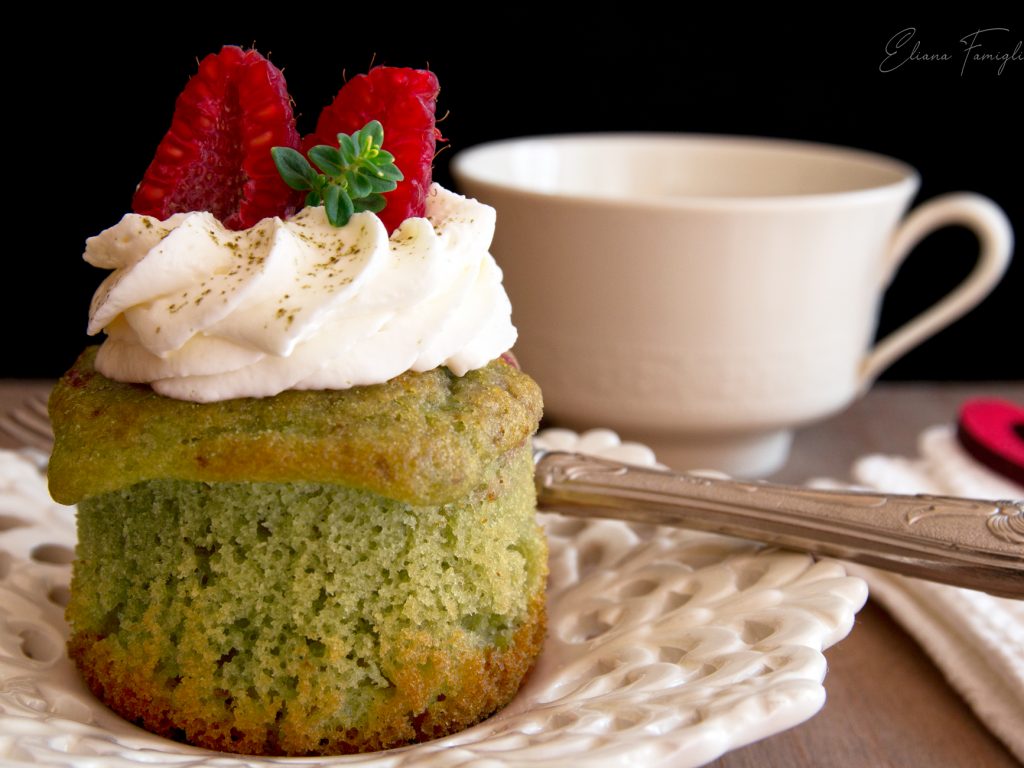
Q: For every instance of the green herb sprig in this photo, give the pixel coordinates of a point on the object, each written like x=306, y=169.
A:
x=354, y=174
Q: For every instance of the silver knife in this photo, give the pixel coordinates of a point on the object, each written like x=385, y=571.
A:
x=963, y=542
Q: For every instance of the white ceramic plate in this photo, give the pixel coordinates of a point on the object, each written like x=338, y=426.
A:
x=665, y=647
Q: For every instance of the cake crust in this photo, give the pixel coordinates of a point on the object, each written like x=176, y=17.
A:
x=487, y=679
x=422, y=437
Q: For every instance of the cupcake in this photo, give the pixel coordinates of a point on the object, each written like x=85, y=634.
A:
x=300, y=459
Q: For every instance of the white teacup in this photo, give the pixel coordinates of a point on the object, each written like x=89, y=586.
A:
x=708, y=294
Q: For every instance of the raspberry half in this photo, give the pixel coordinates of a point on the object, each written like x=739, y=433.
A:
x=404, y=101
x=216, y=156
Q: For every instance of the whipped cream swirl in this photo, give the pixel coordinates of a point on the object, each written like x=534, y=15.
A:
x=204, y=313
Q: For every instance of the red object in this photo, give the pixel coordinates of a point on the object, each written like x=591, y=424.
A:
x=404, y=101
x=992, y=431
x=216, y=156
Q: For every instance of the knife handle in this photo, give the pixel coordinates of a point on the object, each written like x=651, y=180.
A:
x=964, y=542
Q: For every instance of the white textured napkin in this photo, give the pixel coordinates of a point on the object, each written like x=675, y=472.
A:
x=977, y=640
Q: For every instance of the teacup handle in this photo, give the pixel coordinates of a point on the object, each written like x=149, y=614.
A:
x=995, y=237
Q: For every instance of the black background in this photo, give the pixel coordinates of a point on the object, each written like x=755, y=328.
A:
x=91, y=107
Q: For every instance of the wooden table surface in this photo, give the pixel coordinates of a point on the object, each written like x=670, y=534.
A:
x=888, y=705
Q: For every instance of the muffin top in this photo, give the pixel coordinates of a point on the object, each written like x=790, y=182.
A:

----

### WHAT IS EXPECTED
Reproduce the listing above, switching every "in this photo" to "in this image" and leaving everything else unchanged. Omit the pictures.

### RESULT OF THIS TASK
Q: For every instance of the green herb sprig in this image, give the pixel coordinates of a point on the object, each written like x=306, y=169.
A:
x=354, y=174
Q: For every instance of the silver knife in this image, give the pixel coordinates of a point on the object, each written like x=385, y=571.
A:
x=963, y=542
Q: For every instance of the white ceramic plate in this image, give the pixel coordinates of a point on the object, each written like x=338, y=426.
A:
x=665, y=647
Q: For every instance of the cake crust in this image, give the pixel coordinates of a point on the object, each written like x=176, y=17.
A:
x=487, y=679
x=422, y=437
Q: For every instance of the cupcake in this image, give the pixel coordinates of a point on the object, each written like x=85, y=634.
A:
x=300, y=459
Q: For every instance of the white teacup in this image, give the pixel coordinates of a point on the object, each written like x=89, y=586.
A:
x=708, y=294
Q: For every instance of the raspberry half in this image, give the pixel coordinates of a point on the object, each written like x=739, y=433.
A:
x=404, y=101
x=216, y=156
Q: For every instance of the whipped cream swirl in this image, give the pixel coordinates of a point on the object, each written like x=534, y=15.
A:
x=204, y=313
Q: For every instance of the red object in this image, give the pixel coordinates of a point on the object, each written like x=591, y=424.
A:
x=404, y=101
x=992, y=431
x=216, y=156
Q: For every instance of the knife handle in this image, give the pixel coordinates of a point on the object, each written like x=651, y=180.
A:
x=964, y=542
Q: For every instance of the white textured napkin in this image, give the pixel coordinates of a point on the object, each written like x=675, y=472.
A:
x=977, y=640
Q: For every instance of the teacup handle in this image, give the pixel coordinates of a point on the object, each written like x=149, y=614.
A:
x=995, y=237
Q: For every instance of the black background in this image, give the pixel coordinates of a point on the object, each written like x=755, y=328.
A:
x=91, y=107
Q: For every instance of the wooden table surface in this image, give the pixel coordinates of a point on the object, each written like x=670, y=534.
A:
x=888, y=705
Q: For every instance of the muffin top in this image, give the pixel coordinates of a point on the object, each written like x=790, y=182.
A:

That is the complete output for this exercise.